■ Selected extract ■
Chilled Water Distribution

Stanford’s chilled water system distributes cooling energy produced at the Central Energy Facility to the air conditioned buildings on campus. The distribution system consists of parallel supply and return piping, circulating the chilled water throughout campus.

Chilled water at 44°F is generated at the Central Energy Facility, using steam absorption chillers, steam turbine drive chillers and electric driven centrifugal and screw chillers. The chilled water is distributed radially from the CEF via underground distribution mains (18” to 30” diameter) to form CW service loops to the Campus and Medical Center.

The underground chilled water piping system is ductile iron piping with some small branch lines using PVC. Typical building laterals are 4”-6” and supply peak cooling loads from 50 tons for smaller buildings up to 800 tons for research centers and 2000-4000 tons for main hospitals.

Each service enter the building underground into the basement mechanical room where the flow is metered in gpm and the supply temperature (42-44°F) and return temperature (52-60°F) are measured, resulting in a energy use rate in cooling tons. In the building mechanical rooms, secondary pumps send the chilled water to equipment cooling, HVAC cooling coils, HVAC chilled beams, and other special cooling requirements.
All chilled water systems are closed loop, with water makeup for leakage and water treatment being done centrally at the CEF.

■ Source information ■
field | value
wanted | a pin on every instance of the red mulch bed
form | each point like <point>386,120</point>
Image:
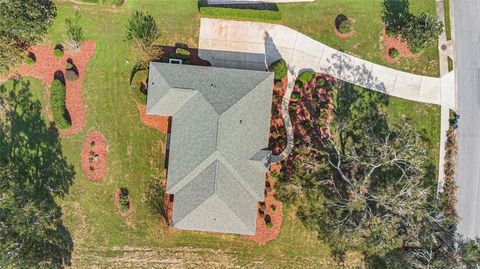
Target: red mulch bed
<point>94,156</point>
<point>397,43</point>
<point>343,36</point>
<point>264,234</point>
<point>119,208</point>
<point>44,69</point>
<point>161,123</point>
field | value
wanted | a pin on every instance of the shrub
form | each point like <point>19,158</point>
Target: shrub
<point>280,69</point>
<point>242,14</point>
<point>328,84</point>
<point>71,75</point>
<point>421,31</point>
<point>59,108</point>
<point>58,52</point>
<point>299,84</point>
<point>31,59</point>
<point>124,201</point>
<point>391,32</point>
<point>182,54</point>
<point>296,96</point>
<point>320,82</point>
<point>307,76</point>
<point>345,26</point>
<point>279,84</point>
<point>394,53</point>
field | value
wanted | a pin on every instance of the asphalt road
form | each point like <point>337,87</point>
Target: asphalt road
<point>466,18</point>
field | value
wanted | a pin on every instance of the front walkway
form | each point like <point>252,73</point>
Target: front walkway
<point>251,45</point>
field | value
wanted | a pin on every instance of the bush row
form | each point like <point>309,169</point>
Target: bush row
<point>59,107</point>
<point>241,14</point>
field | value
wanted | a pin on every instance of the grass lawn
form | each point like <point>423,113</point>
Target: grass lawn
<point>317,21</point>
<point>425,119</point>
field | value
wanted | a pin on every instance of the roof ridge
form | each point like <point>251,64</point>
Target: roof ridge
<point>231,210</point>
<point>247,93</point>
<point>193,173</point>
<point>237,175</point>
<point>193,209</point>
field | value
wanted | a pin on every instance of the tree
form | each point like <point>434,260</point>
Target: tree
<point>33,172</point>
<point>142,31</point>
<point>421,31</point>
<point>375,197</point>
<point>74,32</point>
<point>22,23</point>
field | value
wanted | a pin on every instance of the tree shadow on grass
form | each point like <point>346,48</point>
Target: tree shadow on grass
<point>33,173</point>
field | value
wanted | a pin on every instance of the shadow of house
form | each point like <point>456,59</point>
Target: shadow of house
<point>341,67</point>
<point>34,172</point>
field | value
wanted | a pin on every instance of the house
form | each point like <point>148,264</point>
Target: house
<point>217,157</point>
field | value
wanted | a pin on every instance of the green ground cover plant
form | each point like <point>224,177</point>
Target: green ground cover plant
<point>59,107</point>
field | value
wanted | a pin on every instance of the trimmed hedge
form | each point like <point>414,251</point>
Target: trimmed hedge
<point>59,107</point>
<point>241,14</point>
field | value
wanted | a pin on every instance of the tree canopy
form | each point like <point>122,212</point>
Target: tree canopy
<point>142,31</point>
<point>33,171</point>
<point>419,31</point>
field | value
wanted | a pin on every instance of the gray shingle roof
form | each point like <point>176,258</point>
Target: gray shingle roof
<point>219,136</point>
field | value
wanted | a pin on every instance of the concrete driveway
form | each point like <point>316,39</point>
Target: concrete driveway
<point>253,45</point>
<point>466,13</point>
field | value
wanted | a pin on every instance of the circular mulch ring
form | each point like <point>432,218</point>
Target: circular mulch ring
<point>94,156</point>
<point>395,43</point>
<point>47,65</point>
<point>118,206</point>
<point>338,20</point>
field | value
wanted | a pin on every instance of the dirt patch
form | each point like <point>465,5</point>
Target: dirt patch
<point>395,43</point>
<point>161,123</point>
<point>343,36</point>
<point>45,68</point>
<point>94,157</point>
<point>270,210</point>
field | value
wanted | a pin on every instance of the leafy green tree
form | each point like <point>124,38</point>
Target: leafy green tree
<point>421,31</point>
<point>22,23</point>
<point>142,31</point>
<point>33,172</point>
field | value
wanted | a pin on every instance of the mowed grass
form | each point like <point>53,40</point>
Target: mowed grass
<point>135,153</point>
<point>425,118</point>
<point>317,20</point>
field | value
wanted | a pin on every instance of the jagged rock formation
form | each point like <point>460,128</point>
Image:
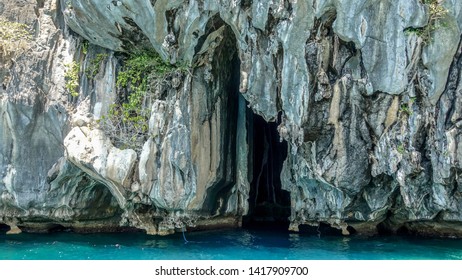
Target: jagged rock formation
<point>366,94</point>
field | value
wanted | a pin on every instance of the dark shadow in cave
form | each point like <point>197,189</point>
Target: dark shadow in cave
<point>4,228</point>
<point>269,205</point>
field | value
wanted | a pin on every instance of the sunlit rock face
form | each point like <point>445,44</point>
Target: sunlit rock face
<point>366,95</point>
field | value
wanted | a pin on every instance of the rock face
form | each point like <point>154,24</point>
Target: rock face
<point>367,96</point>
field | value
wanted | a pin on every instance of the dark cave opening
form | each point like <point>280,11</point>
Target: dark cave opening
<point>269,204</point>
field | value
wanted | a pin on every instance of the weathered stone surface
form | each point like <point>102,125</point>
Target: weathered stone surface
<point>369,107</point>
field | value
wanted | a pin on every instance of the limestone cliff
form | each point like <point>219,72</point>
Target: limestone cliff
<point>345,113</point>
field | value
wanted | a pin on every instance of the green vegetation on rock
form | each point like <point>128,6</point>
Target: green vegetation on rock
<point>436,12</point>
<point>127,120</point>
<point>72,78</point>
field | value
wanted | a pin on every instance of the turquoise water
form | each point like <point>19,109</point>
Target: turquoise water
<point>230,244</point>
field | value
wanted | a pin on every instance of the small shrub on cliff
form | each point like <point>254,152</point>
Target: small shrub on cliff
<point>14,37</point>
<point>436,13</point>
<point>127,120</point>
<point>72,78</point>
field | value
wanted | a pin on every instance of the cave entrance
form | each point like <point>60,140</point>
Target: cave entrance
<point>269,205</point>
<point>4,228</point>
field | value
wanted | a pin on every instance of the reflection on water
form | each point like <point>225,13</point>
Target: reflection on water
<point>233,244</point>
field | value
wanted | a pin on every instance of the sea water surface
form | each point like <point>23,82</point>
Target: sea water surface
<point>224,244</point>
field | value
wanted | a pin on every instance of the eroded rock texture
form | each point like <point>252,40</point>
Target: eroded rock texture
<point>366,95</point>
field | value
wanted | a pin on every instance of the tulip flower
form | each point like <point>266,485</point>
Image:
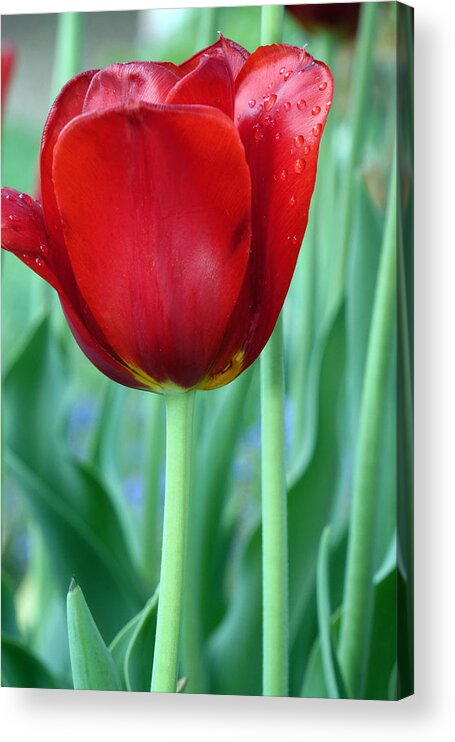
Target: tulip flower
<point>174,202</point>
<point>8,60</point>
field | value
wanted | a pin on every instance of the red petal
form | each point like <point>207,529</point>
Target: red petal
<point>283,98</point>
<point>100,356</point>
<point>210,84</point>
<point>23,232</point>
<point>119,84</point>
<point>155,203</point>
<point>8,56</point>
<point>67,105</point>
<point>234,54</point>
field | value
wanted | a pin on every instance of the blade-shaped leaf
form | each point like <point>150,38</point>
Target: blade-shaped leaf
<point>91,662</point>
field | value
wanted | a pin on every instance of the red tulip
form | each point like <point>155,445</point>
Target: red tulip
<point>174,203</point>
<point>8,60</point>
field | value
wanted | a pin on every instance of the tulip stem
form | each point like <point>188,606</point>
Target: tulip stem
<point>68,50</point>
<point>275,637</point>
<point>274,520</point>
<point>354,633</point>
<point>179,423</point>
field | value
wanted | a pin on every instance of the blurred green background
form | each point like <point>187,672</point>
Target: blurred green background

■ What the exercise asks ■
Copy the stretch of the chilled water distribution text from "Each service enter" through "at the CEF." word for word.

■ Problem solution ■
Each service enter the building underground into the basement mechanical room where the flow is metered in gpm and the supply temperature (42-44°F) and return temperature (52-60°F) are measured, resulting in a energy use rate in cooling tons. In the building mechanical rooms, secondary pumps send the chilled water to equipment cooling, HVAC cooling coils, HVAC chilled beams, and other special cooling requirements.
All chilled water systems are closed loop, with water makeup for leakage and water treatment being done centrally at the CEF.